* Task directions *
Reproduce the records word for word, starting from their first line and ending with the line that contains "211L617 221L652 230L632", both of those lines included.

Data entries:

———

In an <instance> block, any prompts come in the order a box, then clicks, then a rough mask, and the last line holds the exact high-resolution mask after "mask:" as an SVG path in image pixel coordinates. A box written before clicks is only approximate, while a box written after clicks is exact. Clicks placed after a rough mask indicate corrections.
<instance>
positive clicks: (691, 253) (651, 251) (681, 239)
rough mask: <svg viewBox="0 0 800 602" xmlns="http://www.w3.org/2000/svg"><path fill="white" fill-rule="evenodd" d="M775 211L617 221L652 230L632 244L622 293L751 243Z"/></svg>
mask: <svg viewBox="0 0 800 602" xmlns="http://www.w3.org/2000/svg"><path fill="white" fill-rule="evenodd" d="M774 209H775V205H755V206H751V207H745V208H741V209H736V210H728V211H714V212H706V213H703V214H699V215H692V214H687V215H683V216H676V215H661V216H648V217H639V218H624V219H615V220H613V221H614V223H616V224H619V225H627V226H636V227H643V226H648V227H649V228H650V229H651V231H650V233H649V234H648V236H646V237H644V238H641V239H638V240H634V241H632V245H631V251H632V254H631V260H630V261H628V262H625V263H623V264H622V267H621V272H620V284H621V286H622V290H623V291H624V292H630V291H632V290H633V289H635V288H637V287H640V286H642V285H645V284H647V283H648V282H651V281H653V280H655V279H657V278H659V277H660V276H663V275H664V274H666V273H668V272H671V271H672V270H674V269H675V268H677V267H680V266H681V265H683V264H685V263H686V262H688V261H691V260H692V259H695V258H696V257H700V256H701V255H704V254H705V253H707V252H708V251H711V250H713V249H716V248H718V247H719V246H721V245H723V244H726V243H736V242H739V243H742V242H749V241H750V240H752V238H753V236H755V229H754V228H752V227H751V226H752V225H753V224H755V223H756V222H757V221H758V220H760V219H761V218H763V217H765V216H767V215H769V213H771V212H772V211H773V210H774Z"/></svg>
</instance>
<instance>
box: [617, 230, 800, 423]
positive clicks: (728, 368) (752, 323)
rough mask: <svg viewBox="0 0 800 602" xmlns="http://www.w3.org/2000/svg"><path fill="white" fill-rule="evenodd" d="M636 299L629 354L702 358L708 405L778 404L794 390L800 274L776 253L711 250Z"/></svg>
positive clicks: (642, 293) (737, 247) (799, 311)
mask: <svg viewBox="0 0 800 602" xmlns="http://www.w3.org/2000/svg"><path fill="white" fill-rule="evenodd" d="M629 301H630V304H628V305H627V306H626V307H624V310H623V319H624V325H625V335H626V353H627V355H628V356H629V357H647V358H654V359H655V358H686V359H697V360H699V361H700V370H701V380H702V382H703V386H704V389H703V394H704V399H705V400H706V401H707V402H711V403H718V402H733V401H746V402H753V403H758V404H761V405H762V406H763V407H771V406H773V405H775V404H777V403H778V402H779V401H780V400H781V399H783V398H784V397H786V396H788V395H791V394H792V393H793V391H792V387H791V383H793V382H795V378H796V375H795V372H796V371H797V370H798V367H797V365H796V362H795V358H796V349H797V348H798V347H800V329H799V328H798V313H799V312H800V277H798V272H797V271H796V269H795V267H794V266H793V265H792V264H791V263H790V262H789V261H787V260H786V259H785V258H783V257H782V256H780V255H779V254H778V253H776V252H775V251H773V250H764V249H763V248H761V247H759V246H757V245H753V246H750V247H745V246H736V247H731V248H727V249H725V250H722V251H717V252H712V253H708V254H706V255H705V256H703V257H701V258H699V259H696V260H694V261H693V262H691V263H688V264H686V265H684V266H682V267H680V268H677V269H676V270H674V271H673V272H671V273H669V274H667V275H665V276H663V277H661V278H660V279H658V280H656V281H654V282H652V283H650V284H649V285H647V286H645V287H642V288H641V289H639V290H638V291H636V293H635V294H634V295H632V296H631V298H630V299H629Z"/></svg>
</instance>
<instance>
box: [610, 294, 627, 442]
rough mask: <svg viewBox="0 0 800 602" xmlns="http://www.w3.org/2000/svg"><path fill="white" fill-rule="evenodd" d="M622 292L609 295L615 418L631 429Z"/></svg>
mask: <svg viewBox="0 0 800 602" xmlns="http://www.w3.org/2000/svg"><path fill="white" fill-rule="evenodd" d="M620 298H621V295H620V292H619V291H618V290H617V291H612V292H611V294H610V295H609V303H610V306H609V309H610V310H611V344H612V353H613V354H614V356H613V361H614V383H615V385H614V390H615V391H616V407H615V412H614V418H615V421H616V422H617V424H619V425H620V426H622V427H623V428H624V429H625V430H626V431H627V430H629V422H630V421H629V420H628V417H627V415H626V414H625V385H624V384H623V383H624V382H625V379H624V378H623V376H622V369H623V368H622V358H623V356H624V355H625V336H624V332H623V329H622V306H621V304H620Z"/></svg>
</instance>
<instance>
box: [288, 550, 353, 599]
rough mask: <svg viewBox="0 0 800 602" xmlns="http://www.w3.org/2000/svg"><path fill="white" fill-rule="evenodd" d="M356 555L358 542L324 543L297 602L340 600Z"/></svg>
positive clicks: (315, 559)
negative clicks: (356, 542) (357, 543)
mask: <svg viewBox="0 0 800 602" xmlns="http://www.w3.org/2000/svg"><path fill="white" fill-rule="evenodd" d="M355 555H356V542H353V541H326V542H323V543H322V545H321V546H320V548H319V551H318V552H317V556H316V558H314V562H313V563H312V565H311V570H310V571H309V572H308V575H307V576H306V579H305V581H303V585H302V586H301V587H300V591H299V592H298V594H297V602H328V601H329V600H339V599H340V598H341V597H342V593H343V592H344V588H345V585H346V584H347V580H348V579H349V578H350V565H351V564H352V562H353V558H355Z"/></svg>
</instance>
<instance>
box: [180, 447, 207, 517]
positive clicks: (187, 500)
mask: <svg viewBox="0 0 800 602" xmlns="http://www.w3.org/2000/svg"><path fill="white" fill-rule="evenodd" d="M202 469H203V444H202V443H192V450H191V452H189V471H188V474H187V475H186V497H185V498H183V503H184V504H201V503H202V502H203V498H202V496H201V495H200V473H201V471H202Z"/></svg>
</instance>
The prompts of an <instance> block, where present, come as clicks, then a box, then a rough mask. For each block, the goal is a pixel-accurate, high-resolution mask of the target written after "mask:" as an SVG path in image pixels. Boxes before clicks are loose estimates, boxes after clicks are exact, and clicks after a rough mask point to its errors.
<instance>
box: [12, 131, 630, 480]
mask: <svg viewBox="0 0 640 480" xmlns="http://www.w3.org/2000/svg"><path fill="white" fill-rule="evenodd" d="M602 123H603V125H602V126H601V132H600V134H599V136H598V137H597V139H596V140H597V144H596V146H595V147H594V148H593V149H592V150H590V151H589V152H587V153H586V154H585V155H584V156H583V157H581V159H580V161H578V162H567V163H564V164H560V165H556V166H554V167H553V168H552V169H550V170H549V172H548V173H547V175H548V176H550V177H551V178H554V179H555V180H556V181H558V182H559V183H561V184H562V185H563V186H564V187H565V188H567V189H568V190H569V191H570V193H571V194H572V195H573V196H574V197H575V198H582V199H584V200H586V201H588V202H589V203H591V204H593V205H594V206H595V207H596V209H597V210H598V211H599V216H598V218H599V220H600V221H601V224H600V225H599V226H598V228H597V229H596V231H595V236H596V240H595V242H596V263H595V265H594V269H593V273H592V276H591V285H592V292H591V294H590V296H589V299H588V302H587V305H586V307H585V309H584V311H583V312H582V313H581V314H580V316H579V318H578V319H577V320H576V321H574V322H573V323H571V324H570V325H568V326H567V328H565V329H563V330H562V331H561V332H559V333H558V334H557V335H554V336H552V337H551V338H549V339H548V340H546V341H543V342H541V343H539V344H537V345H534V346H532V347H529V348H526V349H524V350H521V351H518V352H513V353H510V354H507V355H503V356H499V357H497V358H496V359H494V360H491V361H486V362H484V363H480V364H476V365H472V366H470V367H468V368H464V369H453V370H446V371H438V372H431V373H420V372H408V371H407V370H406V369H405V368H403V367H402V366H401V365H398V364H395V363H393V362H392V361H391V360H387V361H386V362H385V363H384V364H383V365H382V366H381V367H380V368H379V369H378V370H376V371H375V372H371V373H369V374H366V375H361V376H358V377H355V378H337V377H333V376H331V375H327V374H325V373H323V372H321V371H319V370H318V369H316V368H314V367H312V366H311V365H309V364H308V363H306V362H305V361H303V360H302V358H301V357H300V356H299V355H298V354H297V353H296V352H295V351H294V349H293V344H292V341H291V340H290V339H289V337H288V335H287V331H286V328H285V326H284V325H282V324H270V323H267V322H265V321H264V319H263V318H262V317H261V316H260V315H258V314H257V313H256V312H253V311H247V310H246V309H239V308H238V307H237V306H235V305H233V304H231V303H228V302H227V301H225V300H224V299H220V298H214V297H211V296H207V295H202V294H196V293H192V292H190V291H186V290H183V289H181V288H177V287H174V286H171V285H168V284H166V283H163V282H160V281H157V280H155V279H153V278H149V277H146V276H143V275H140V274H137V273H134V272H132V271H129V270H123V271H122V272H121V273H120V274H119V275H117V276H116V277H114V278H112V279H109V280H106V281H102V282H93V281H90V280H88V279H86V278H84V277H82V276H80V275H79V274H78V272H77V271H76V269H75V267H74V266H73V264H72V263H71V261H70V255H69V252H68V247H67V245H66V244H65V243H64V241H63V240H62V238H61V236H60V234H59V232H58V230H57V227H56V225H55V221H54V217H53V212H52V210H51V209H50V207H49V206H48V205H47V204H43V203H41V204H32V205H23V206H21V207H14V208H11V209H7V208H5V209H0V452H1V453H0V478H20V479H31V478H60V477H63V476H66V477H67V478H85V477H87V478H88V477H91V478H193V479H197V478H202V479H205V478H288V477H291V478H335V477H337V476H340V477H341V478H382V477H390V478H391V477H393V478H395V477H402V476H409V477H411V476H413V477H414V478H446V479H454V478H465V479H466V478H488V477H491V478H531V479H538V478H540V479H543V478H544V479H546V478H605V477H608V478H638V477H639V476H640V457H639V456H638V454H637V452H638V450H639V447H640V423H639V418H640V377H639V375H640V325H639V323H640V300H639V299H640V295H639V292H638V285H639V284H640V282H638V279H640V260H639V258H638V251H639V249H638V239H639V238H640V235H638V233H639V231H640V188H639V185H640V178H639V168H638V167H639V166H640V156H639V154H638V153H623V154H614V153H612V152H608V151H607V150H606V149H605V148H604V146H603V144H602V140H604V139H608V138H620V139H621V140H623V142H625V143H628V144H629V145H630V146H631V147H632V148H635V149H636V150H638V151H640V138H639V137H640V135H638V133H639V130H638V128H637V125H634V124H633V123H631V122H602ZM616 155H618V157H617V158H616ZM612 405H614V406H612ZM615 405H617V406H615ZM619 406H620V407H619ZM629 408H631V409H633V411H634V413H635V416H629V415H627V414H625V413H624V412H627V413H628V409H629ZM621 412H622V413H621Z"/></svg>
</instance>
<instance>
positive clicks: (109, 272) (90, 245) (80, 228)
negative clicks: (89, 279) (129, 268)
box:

———

* Written response *
In an <instance> block, any prompts come in the order a box, then clicks, then a rough mask, and the last line holds the exact high-resolution mask after "mask:" as an SVG path in image pixel coordinates. A box written before clicks is only approximate, while a box written after clicks is exact. Clicks placed after a rough mask indicate corrections.
<instance>
positive clicks: (691, 253) (651, 251) (681, 239)
rough mask: <svg viewBox="0 0 800 602" xmlns="http://www.w3.org/2000/svg"><path fill="white" fill-rule="evenodd" d="M775 211L617 221L652 230L632 244L622 293L751 243Z"/></svg>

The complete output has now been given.